Ejercicio escrito 1:
Contesta estas preguntas a partir del texto sobre la Mansión Playboy:
(a) ¿En qué año abrió sus puertas por primera vez la Mansión Playboy de Los Ángeles?
(b) ¿En qué ciudad hubo una sede previa?
(c) ¿Cuántos años cumplió Hugh Hefner el pasado mes de abril?
Ejercicio escrito 2: Repite sin cambios el fragmento del texto sobre la Mansión Playboy que empieza en "Desde que abriese" y termina en "le traigan otra.".
Ejercicio escrito 3: Enumera todas las cifras escritas con dígitos que aparecen en el texto sobre la Mansión Playboy.

El libro ‘Down the Rabbit Hole’, escrito por una antigua Playmate de Hugh Hefner, no ha sentado nada bien al dueño de Playboy, ya que en él se desvelan algunos trapos sucios de su célebre mansión.
Desde que abriese sus puertas por primera vez en 1974, la Mansión Playboy de Los Ángeles –hubo una sede previa en Chicago– se ha convertido en una especie de utopía masculina: un lugar poblado de hermosas mujeres, bañado por el sol californiano y donde la mayor tragedia que puede ocurrir es que a alguien se le caiga la copa y deba esperar cinco minutos hasta que le traigan otra.
La realidad, por supuesto, es muy diferente, como ha desvelado una larga lista de conejitas que pasaron por el 10236 de Charing Cross (Holmby Hills). La última de ellas es Holly Madison, autora de Down the Rabbit Hole: Curious Adventures and Cautrionary Tales of a Former Playboy Bunny (Dey Street Books), un libro que no ha gustado nada al ya anciano Hugh Hefner, que cumplió el pasado mes de abril 89 años.

Extractos de datos:
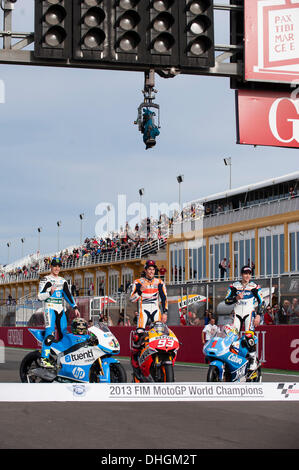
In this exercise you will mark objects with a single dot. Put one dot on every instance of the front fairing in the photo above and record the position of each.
(75, 354)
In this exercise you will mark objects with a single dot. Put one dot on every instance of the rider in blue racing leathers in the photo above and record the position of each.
(52, 290)
(244, 294)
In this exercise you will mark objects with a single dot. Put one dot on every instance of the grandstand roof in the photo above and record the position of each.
(247, 188)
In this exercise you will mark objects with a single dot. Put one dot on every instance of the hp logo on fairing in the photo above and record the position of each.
(234, 358)
(78, 373)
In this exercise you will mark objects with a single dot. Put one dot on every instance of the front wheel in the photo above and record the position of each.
(167, 373)
(117, 373)
(31, 361)
(213, 374)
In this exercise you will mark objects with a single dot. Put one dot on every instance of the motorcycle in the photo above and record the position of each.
(76, 358)
(158, 355)
(228, 359)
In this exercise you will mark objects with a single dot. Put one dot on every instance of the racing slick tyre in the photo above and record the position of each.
(117, 373)
(257, 376)
(29, 362)
(167, 373)
(213, 374)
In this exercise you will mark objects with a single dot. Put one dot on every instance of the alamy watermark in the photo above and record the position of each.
(2, 352)
(158, 220)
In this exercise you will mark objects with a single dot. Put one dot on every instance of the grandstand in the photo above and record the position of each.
(256, 224)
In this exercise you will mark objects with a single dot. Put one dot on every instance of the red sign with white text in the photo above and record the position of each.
(268, 118)
(278, 345)
(272, 40)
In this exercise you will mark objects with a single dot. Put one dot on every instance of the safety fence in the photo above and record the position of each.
(277, 348)
(135, 253)
(188, 304)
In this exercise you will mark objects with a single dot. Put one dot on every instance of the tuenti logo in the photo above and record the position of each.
(15, 337)
(78, 373)
(86, 355)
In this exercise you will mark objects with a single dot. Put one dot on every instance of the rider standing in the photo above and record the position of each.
(147, 290)
(52, 290)
(243, 294)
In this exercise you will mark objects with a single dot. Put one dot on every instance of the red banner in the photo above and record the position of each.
(278, 345)
(268, 118)
(272, 40)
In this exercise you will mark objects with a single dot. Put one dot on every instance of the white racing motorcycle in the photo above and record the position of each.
(77, 358)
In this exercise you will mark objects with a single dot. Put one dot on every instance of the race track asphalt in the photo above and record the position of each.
(150, 425)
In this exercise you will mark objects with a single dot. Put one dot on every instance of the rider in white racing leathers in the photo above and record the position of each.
(244, 294)
(52, 290)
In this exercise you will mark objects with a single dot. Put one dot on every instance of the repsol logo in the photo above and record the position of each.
(15, 337)
(235, 358)
(80, 356)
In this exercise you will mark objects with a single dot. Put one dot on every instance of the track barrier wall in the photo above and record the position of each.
(278, 345)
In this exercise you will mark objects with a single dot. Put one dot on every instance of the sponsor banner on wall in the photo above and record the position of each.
(272, 40)
(268, 118)
(196, 391)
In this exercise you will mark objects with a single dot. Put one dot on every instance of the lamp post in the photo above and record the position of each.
(39, 229)
(22, 247)
(180, 179)
(228, 162)
(108, 210)
(8, 246)
(141, 193)
(81, 217)
(58, 230)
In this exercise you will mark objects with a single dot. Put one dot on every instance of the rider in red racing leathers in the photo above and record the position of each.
(243, 295)
(147, 290)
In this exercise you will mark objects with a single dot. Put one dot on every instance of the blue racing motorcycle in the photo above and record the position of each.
(77, 358)
(228, 359)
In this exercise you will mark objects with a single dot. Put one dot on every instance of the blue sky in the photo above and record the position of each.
(68, 143)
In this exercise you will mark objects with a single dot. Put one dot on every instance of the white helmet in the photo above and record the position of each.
(229, 329)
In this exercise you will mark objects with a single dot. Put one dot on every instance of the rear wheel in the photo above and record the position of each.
(167, 373)
(31, 361)
(213, 374)
(256, 376)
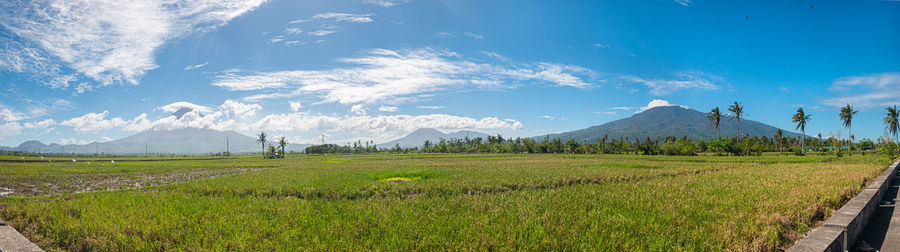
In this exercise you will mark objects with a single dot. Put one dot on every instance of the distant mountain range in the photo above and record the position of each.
(417, 138)
(655, 122)
(668, 121)
(179, 141)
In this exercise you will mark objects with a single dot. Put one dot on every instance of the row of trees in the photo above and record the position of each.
(746, 145)
(272, 151)
(738, 145)
(801, 118)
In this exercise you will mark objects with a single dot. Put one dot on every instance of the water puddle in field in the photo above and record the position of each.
(5, 191)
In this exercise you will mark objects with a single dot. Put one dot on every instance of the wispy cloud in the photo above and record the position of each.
(683, 2)
(292, 31)
(658, 103)
(345, 17)
(457, 35)
(192, 67)
(684, 80)
(295, 105)
(387, 3)
(108, 41)
(866, 91)
(387, 75)
(388, 109)
(320, 33)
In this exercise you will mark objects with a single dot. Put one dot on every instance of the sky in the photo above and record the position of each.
(85, 71)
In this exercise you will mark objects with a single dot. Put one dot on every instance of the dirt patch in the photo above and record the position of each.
(78, 184)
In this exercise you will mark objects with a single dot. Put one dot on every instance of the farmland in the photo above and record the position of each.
(429, 201)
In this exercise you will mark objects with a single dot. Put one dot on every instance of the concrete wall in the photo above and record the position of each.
(841, 230)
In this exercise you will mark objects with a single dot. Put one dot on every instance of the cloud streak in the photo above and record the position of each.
(108, 41)
(866, 91)
(382, 75)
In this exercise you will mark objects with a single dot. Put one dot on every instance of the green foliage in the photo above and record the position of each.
(440, 201)
(679, 148)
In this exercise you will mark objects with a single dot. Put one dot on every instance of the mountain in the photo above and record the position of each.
(178, 141)
(668, 121)
(417, 138)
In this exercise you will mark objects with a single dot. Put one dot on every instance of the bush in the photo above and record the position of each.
(679, 148)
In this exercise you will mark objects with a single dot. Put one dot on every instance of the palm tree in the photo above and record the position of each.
(847, 113)
(778, 139)
(800, 118)
(738, 110)
(891, 125)
(261, 139)
(281, 143)
(715, 117)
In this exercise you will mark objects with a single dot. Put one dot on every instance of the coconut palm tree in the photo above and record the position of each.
(847, 113)
(281, 143)
(891, 125)
(715, 117)
(779, 137)
(738, 112)
(801, 118)
(261, 139)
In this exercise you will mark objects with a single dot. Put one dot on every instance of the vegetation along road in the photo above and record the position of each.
(427, 201)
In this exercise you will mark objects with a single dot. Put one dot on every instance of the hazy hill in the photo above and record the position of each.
(668, 121)
(179, 141)
(418, 137)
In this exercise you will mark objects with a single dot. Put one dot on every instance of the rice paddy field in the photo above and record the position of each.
(429, 202)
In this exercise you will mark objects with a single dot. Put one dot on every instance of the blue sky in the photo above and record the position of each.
(77, 72)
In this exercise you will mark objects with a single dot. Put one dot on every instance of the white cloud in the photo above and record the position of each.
(108, 41)
(94, 122)
(388, 109)
(866, 91)
(387, 3)
(192, 67)
(473, 35)
(683, 2)
(239, 110)
(295, 106)
(383, 127)
(10, 129)
(358, 109)
(345, 17)
(175, 106)
(458, 35)
(392, 76)
(9, 115)
(46, 123)
(322, 32)
(658, 103)
(293, 31)
(685, 80)
(227, 116)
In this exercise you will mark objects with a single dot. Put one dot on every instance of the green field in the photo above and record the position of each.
(425, 202)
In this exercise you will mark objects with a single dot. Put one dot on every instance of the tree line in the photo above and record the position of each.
(669, 145)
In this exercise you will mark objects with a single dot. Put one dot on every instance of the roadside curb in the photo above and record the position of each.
(844, 226)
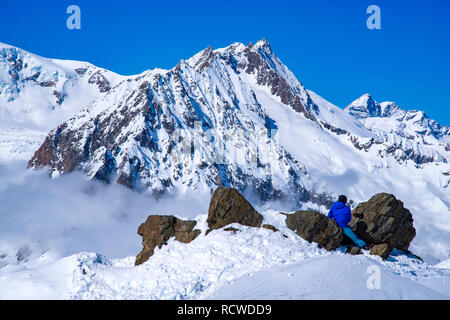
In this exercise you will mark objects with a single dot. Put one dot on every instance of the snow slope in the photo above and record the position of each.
(52, 229)
(253, 263)
(36, 94)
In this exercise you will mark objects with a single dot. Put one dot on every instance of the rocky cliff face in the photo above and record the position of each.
(233, 117)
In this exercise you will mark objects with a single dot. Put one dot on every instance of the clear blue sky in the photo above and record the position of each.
(325, 43)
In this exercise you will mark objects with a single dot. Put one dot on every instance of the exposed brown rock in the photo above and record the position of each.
(315, 227)
(157, 230)
(383, 219)
(270, 227)
(228, 206)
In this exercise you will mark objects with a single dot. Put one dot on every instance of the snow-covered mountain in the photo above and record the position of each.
(409, 134)
(237, 117)
(234, 116)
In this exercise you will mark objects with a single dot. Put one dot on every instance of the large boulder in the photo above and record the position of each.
(228, 206)
(157, 229)
(383, 220)
(315, 227)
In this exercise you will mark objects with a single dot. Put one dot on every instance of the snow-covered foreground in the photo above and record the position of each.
(252, 263)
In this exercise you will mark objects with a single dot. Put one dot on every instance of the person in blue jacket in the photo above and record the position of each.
(342, 214)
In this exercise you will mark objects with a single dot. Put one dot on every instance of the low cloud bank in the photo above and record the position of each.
(72, 213)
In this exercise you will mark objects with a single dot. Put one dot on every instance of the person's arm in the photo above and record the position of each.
(349, 214)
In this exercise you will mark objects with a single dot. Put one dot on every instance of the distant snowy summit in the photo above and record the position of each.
(234, 117)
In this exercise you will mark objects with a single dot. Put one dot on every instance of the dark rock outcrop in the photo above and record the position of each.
(157, 230)
(383, 219)
(383, 250)
(228, 206)
(315, 227)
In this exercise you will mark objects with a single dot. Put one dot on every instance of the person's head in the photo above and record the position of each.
(342, 199)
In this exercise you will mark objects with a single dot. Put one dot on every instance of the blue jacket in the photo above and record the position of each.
(340, 213)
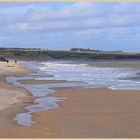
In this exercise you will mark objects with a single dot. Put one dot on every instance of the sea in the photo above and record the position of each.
(115, 75)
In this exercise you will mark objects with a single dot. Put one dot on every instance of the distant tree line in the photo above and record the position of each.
(83, 50)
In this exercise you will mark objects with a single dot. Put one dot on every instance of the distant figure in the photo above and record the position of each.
(15, 61)
(7, 61)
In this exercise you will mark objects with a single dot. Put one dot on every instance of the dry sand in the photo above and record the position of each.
(88, 113)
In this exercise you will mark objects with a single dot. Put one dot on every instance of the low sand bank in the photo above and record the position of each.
(94, 113)
(12, 99)
(88, 113)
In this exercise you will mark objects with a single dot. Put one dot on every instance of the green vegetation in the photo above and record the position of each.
(38, 54)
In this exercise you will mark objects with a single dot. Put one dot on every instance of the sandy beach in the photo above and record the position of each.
(87, 113)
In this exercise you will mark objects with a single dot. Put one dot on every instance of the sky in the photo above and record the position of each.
(65, 25)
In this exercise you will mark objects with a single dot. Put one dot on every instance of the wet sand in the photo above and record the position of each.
(87, 113)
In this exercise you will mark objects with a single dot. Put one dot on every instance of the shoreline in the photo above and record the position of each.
(87, 113)
(13, 99)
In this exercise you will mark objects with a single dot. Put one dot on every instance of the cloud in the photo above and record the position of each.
(84, 21)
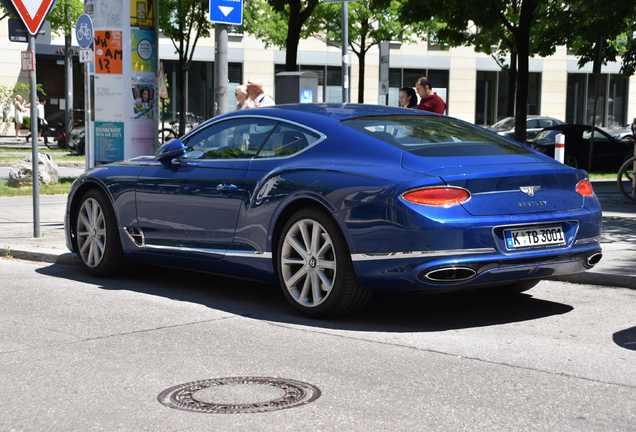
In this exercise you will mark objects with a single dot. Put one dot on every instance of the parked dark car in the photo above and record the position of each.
(534, 125)
(56, 125)
(609, 152)
(335, 201)
(77, 142)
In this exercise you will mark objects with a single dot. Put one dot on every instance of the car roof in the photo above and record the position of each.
(332, 110)
(568, 126)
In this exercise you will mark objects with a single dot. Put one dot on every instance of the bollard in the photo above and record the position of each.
(559, 147)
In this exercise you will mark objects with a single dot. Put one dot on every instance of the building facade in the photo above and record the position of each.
(472, 84)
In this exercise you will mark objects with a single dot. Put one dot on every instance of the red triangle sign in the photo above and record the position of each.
(33, 12)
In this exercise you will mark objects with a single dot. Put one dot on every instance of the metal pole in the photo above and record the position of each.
(88, 126)
(34, 143)
(345, 52)
(589, 160)
(220, 69)
(68, 65)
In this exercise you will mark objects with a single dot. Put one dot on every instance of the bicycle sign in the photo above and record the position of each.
(84, 31)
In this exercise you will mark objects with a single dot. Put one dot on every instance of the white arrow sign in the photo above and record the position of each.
(225, 10)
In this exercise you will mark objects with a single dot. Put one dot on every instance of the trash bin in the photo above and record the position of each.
(296, 87)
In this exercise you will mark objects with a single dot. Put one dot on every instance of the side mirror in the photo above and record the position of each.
(167, 152)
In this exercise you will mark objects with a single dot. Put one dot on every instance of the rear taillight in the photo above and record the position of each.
(437, 196)
(584, 187)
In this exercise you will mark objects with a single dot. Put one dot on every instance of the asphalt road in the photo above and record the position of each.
(79, 354)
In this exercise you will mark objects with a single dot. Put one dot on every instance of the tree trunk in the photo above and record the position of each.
(512, 85)
(522, 45)
(181, 79)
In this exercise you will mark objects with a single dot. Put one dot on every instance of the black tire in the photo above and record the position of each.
(166, 135)
(97, 241)
(315, 269)
(625, 180)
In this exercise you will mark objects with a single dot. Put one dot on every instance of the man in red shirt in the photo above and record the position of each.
(429, 100)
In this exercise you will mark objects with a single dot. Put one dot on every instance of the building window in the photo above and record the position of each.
(492, 98)
(399, 78)
(199, 82)
(611, 100)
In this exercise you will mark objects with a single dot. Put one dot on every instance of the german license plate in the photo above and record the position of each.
(532, 237)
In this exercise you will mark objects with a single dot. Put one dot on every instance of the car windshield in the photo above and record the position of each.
(505, 124)
(432, 136)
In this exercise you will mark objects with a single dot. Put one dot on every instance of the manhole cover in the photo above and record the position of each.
(239, 395)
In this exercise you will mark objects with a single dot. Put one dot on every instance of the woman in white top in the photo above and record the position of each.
(242, 98)
(20, 109)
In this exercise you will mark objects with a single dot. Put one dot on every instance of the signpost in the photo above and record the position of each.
(33, 13)
(223, 12)
(226, 11)
(85, 35)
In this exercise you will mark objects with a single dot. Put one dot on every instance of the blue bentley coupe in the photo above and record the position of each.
(336, 201)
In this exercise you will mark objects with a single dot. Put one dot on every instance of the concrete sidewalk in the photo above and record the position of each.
(617, 268)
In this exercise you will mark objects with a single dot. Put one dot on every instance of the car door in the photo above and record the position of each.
(192, 207)
(606, 151)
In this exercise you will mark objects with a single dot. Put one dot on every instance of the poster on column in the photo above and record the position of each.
(143, 136)
(144, 51)
(109, 141)
(142, 99)
(108, 52)
(107, 14)
(109, 97)
(141, 13)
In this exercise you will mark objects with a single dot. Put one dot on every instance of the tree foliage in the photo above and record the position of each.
(368, 26)
(184, 22)
(281, 24)
(614, 21)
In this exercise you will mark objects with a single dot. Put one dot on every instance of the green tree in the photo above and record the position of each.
(184, 22)
(614, 21)
(281, 24)
(368, 26)
(522, 28)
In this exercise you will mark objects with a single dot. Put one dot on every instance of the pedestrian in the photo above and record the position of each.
(429, 101)
(43, 125)
(408, 98)
(255, 91)
(20, 109)
(242, 98)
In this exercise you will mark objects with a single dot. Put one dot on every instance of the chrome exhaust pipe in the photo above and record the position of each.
(449, 274)
(593, 259)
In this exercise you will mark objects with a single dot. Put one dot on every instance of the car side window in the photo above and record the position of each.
(287, 140)
(231, 139)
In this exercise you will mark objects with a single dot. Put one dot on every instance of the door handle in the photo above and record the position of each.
(226, 187)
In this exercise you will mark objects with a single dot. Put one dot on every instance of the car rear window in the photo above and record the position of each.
(432, 136)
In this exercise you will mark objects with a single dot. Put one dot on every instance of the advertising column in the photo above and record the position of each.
(125, 109)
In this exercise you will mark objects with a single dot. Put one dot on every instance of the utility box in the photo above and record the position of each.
(296, 87)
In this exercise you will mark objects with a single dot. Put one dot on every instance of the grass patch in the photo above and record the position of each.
(61, 188)
(24, 150)
(60, 157)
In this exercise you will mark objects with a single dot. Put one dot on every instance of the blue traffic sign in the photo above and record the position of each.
(226, 11)
(84, 31)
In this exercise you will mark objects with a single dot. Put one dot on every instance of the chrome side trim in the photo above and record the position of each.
(588, 240)
(251, 254)
(416, 254)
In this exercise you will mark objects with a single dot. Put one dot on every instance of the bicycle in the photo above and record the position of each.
(167, 134)
(626, 181)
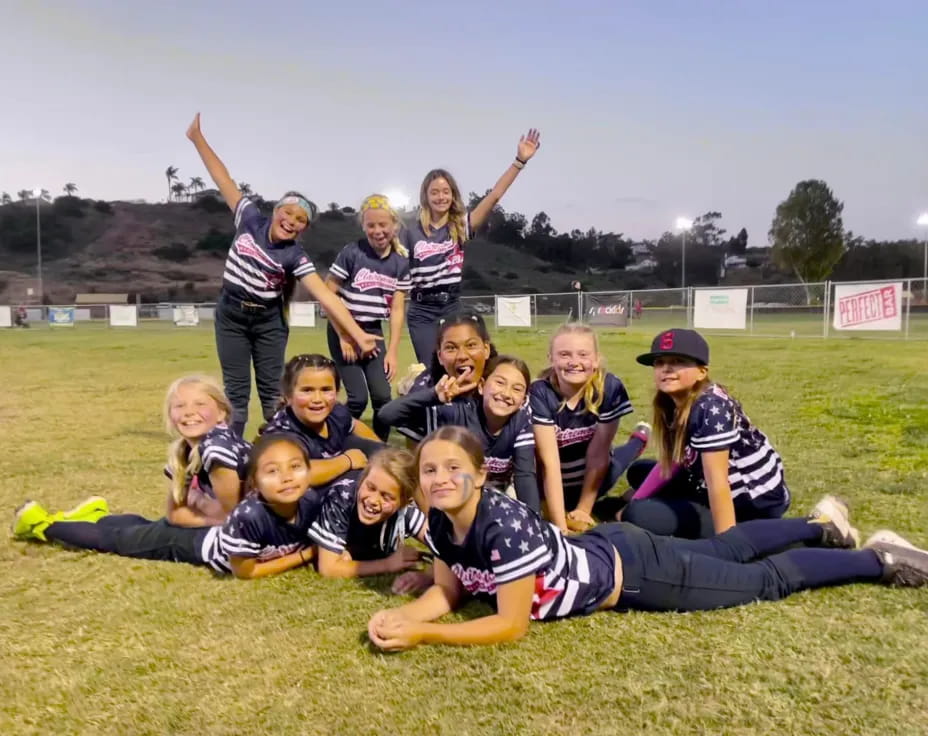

Respuesta 1:
(a) En 1974.
(b) En Chicago.
(c) Cumplió 89 años.

Respuesta 2:
Desde que abriese sus puertas por primera vez en 1974, la Mansión Playboy de Los Ángeles –hubo una sede previa en Chicago– se ha convertido en una especie de utopía masculina: un lugar poblado de hermosas mujeres, bañado por el sol californiano y donde la mayor tragedia que puede ocurrir es que a alguien se le caiga la copa y deba esperar cinco minutos hasta que le traigan otra.

Respuesta 3: 1974, 10236, 89